## Set exercise
Render every line of the entries below as a numbered list, leaving out any blank lines.

━━ Extracted information

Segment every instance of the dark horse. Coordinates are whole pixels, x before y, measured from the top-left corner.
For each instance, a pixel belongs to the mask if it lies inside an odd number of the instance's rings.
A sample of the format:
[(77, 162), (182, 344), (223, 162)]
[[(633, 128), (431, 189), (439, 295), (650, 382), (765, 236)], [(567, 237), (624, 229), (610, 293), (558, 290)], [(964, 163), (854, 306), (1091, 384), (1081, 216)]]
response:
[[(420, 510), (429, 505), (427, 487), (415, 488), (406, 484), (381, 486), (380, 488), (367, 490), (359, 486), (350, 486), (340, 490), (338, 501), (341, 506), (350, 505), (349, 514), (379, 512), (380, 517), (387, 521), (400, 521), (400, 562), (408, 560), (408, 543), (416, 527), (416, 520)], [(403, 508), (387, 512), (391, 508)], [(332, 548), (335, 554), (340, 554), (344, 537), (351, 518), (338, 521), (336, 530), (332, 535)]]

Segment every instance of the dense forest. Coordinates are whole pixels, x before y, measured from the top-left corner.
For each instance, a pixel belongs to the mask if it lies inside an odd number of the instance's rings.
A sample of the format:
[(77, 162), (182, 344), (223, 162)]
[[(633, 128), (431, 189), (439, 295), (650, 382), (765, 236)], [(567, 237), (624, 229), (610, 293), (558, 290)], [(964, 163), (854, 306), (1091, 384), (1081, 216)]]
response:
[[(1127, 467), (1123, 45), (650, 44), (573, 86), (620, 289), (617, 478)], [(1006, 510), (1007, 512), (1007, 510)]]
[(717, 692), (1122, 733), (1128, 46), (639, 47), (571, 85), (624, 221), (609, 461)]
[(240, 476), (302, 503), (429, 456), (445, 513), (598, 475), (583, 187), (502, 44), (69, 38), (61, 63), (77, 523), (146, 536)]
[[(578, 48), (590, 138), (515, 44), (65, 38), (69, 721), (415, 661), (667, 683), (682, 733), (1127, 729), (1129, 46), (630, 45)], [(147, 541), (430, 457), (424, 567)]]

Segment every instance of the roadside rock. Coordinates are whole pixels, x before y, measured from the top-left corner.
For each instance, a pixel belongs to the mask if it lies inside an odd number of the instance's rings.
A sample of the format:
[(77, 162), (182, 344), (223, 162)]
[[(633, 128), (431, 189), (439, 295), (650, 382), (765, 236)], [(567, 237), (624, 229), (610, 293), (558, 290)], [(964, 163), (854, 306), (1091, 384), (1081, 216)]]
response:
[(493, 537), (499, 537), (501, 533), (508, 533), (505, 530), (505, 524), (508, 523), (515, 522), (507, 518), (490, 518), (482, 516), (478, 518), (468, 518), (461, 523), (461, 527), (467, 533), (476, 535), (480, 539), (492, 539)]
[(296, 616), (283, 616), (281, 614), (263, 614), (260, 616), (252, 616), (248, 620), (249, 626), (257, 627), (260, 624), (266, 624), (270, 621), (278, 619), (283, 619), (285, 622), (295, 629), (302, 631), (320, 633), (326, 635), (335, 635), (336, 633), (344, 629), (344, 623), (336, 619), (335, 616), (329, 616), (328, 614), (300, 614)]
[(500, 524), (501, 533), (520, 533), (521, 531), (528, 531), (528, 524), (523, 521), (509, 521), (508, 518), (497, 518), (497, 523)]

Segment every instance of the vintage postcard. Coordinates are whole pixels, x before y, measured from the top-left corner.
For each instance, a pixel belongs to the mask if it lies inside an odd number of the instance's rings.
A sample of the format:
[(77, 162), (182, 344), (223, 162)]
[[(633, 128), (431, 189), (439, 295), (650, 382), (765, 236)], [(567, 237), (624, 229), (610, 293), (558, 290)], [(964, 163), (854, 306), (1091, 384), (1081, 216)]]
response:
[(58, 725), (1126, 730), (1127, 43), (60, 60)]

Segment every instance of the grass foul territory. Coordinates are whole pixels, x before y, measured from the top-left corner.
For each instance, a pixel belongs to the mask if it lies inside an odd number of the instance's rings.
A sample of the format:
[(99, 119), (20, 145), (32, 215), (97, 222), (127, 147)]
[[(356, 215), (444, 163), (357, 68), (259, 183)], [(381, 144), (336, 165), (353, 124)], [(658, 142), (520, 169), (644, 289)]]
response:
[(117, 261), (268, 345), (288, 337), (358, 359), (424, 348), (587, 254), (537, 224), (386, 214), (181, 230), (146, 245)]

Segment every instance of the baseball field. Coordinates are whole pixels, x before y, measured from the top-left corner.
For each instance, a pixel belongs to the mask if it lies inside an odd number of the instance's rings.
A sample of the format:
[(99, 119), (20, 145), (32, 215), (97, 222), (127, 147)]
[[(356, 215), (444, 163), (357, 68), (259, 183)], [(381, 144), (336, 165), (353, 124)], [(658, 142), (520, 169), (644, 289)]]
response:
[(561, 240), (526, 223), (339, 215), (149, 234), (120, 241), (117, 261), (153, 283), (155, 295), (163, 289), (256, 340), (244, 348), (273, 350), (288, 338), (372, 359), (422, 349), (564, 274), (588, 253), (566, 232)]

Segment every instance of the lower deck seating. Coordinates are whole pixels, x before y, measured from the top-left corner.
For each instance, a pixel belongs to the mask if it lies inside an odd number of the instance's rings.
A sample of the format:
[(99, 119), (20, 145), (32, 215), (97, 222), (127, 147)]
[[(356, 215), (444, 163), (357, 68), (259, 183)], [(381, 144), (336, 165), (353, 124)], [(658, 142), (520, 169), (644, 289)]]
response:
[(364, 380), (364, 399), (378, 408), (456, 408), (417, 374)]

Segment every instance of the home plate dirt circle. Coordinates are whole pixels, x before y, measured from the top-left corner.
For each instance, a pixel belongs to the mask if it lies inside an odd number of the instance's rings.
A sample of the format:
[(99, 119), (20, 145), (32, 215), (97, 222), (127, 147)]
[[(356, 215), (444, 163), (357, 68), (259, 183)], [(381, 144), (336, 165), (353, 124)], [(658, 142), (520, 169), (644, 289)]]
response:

━━━━

## Answer to this exercise
1. Segment every instance of the dark horse. Coordinates are whole pixels, x before y, measured from the top-left corner.
2. For each instance, a pixel belongs to the mask if it lies inside an odd number of the instance's rings.
3. A sample of the format:
4. [(77, 162), (182, 344), (223, 162)]
5. [[(633, 128), (431, 189), (439, 295), (650, 382), (765, 236)], [(567, 237), (624, 229), (610, 293), (558, 290)], [(964, 163), (854, 306), (1091, 384), (1081, 216)]]
6. response:
7. [[(420, 510), (429, 505), (427, 487), (415, 488), (406, 484), (381, 486), (380, 488), (367, 490), (359, 486), (350, 486), (340, 490), (338, 501), (341, 506), (350, 505), (349, 514), (379, 512), (380, 517), (387, 521), (400, 521), (400, 562), (408, 560), (408, 543), (416, 527), (416, 520)], [(403, 508), (387, 512), (391, 508)], [(332, 548), (335, 554), (340, 554), (344, 537), (351, 518), (338, 521), (336, 530), (332, 535)]]
8. Segment every instance of the dense forest. Coordinates are whole pixels, x before y, measured from the top-left corner.
9. For each instance, a pixel belongs to the mask if it lies inside an odd number of the instance's rings.
10. A sample of the format:
11. [(77, 162), (182, 344), (223, 162)]
12. [[(633, 128), (431, 189), (439, 295), (650, 382), (765, 236)], [(567, 237), (624, 229), (610, 293), (558, 290)], [(964, 163), (854, 306), (1091, 384), (1081, 216)]]
13. response:
14. [[(1127, 467), (1123, 45), (650, 44), (573, 86), (620, 289), (617, 478)], [(1006, 510), (1007, 512), (1007, 510)]]
15. [(717, 692), (1122, 733), (1128, 46), (639, 47), (571, 85), (624, 221), (609, 461)]
16. [(240, 476), (302, 503), (429, 456), (445, 513), (598, 475), (583, 187), (502, 44), (69, 38), (61, 63), (77, 523), (146, 536)]
17. [[(578, 48), (590, 138), (515, 44), (65, 38), (69, 721), (415, 661), (667, 683), (682, 733), (1127, 729), (1129, 46), (630, 45)], [(147, 541), (430, 457), (424, 567)]]
18. Segment every instance of the roadside rock. Coordinates are whole pixels, x before y, measured from the top-left corner.
19. For each instance, a pixel belongs to the mask if it lies inside an odd number of the instance's rings.
20. A sample of the format:
21. [(77, 162), (182, 344), (223, 162)]
22. [[(633, 128), (431, 189), (439, 295), (650, 382), (765, 236)], [(567, 237), (624, 229), (610, 293), (558, 290)], [(964, 163), (854, 306), (1091, 384), (1081, 216)]]
23. response:
24. [(493, 537), (499, 537), (501, 533), (508, 533), (505, 530), (505, 524), (508, 523), (515, 522), (507, 518), (490, 518), (482, 516), (478, 518), (468, 518), (461, 523), (461, 527), (467, 533), (476, 535), (480, 539), (492, 539)]
25. [(296, 616), (283, 616), (281, 614), (263, 614), (260, 616), (252, 616), (248, 620), (249, 626), (257, 627), (260, 624), (266, 624), (270, 621), (278, 619), (283, 619), (285, 622), (295, 629), (302, 631), (320, 633), (326, 635), (335, 635), (336, 633), (344, 629), (344, 623), (336, 619), (335, 616), (329, 616), (328, 614), (300, 614)]
26. [(500, 524), (501, 533), (520, 533), (521, 531), (528, 531), (528, 524), (523, 521), (509, 521), (508, 518), (497, 518), (497, 523)]
27. Segment every instance of the vintage postcard. Coordinates are whole pixels, x before y, measured from the top-left corner.
28. For each instance, a pixel belongs to the mask if it lies inside an odd number of the instance's rings.
29. A sample of the format:
30. [(77, 162), (182, 344), (223, 162)]
31. [[(633, 128), (431, 189), (439, 295), (650, 382), (765, 236)], [(567, 237), (624, 229), (610, 293), (558, 290)], [(964, 163), (854, 306), (1091, 384), (1081, 216)]]
32. response:
33. [(58, 725), (1126, 730), (1127, 43), (60, 60)]
34. Segment every instance of the grass foul territory. Coordinates are whole pixels, x before y, measured from the top-left corner.
35. For each instance, a pixel belongs to the mask if it lies inside an odd number of the instance's rings.
36. A sample of the format:
37. [(99, 119), (20, 145), (32, 215), (97, 222), (127, 147)]
38. [[(356, 215), (444, 163), (357, 68), (259, 183)], [(381, 144), (336, 165), (353, 124)], [(658, 142), (520, 169), (644, 289)]]
39. response:
40. [(117, 261), (268, 345), (288, 337), (358, 359), (424, 348), (587, 254), (537, 224), (386, 214), (181, 230), (146, 245)]
41. Segment every instance of the baseball field. Coordinates are whole pixels, x before y, measured from the top-left corner.
42. For each instance, a pixel belongs to the mask if it lies inside an odd number of the instance's rings.
43. A sample of the format:
44. [(99, 119), (20, 145), (32, 215), (97, 222), (127, 147)]
45. [[(356, 215), (444, 163), (357, 68), (259, 183)], [(381, 144), (336, 165), (353, 124)], [(658, 142), (520, 169), (644, 289)]]
46. response:
47. [(561, 240), (526, 223), (339, 215), (149, 234), (120, 241), (117, 261), (153, 283), (155, 295), (163, 289), (256, 340), (244, 348), (273, 350), (288, 338), (372, 359), (422, 349), (564, 274), (588, 253), (566, 232)]
48. Segment every instance of the lower deck seating. Coordinates are whole pixels, x before y, measured from the top-left corner.
49. For each instance, a pixel belongs to the mask if it lies inside an odd number of the instance's rings.
50. A sample of the format:
51. [(99, 119), (20, 145), (32, 215), (97, 222), (127, 147)]
52. [[(356, 215), (444, 163), (357, 68), (259, 183)], [(381, 144), (336, 165), (353, 124)], [(658, 142), (520, 169), (644, 289)]]
53. response:
54. [(364, 380), (364, 399), (378, 408), (456, 408), (417, 374)]
55. Segment every instance of the home plate dirt circle. Coordinates are whole pixels, x before y, measured from the top-left corner.
56. For each instance, a pixel belongs to the mask if it lies inside an odd number of the instance's rings.
57. A sample of the format:
58. [(99, 119), (20, 145), (32, 215), (97, 222), (127, 147)]
59. [[(356, 215), (444, 163), (357, 68), (259, 183)], [(381, 144), (336, 165), (353, 124)], [(658, 142), (520, 169), (644, 289)]]
60. response:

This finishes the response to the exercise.